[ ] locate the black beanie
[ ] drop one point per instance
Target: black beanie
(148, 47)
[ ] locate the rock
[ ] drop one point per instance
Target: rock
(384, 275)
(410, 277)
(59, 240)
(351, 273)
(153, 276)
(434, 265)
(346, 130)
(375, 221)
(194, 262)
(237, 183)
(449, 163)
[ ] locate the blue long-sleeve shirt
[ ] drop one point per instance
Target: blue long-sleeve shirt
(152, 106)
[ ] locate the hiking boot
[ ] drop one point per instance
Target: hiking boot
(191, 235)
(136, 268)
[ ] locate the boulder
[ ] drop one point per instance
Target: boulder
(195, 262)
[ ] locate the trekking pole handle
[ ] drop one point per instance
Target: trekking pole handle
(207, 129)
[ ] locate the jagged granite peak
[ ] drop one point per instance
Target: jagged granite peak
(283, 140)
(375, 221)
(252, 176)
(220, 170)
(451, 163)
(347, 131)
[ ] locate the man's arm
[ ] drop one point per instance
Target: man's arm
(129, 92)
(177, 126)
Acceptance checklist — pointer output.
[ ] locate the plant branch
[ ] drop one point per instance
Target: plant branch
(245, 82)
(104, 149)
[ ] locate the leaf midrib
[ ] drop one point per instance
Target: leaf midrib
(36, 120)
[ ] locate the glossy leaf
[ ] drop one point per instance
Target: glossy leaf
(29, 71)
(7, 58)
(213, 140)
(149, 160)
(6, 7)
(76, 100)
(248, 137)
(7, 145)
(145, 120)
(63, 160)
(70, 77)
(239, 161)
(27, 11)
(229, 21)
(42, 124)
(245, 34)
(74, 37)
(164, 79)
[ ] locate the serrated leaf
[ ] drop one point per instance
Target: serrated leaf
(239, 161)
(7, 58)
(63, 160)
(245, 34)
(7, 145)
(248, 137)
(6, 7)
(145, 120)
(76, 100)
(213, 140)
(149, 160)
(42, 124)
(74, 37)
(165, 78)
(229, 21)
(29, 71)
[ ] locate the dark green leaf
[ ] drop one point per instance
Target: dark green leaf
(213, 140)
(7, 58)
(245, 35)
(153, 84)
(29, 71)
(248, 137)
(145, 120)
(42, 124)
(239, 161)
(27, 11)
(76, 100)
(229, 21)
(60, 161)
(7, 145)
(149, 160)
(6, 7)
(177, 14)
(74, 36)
•••
Give each line of the records above again, unchanged.

[ ] locate the black beanie
[ ] drop one point per instance
Target: black beanie
(148, 47)
[ ] locate the rock
[ ] drop one point per instance
Target: rock
(384, 275)
(410, 277)
(59, 240)
(351, 273)
(153, 276)
(434, 265)
(346, 130)
(375, 221)
(194, 262)
(237, 183)
(449, 163)
[ ] locate the blue long-sleeve shirt
[ ] drop one point per instance
Target: blue long-sleeve shirt
(152, 106)
[ ] locate the hiking boot
[ ] drop one point per instance
Target: hiking boot
(191, 235)
(136, 268)
[ ] locate the boulder
[ ] drop one point per instance
Target: boulder
(195, 262)
[ ] locate the trekking pole handle
[ ] drop one point per instance
Target: trekking pole handle
(207, 129)
[ ] locate the jagged granite peak
[ ] drop one point per instance
Target: jagged granite peak
(283, 140)
(375, 221)
(252, 176)
(220, 170)
(451, 163)
(347, 131)
[ ] locate the man's arm
[ ] drop one point per instance
Target: man's arm
(129, 92)
(177, 126)
Acceptance checklist — pointer output.
[ ] locate the plant branch
[ ] drop one point per instance
Target: plant branch
(245, 82)
(104, 149)
[ ] locate the leaf midrib
[ ] drop one point per instance
Target: leaf midrib
(36, 120)
[ ] locate the glossy leaf
[ ] drop one point per instance
Target: glossy leaf
(29, 71)
(7, 58)
(213, 140)
(149, 160)
(6, 7)
(76, 100)
(248, 137)
(7, 145)
(145, 120)
(63, 160)
(70, 77)
(239, 161)
(27, 11)
(229, 21)
(42, 124)
(245, 34)
(74, 37)
(164, 79)
[ ] locate the serrated leaf
[ ] drop one point per instance
Target: serrated leaf
(239, 161)
(7, 58)
(63, 160)
(245, 34)
(7, 145)
(248, 137)
(6, 7)
(145, 120)
(76, 100)
(213, 140)
(149, 160)
(42, 124)
(74, 37)
(165, 78)
(229, 21)
(29, 71)
[ ] locate the dark green leaf
[ ] drop one point per instance
Target: dark green leaf
(213, 140)
(7, 58)
(245, 35)
(153, 84)
(29, 71)
(248, 137)
(145, 120)
(42, 124)
(239, 161)
(27, 11)
(76, 100)
(229, 21)
(60, 161)
(7, 145)
(149, 160)
(6, 7)
(177, 14)
(74, 36)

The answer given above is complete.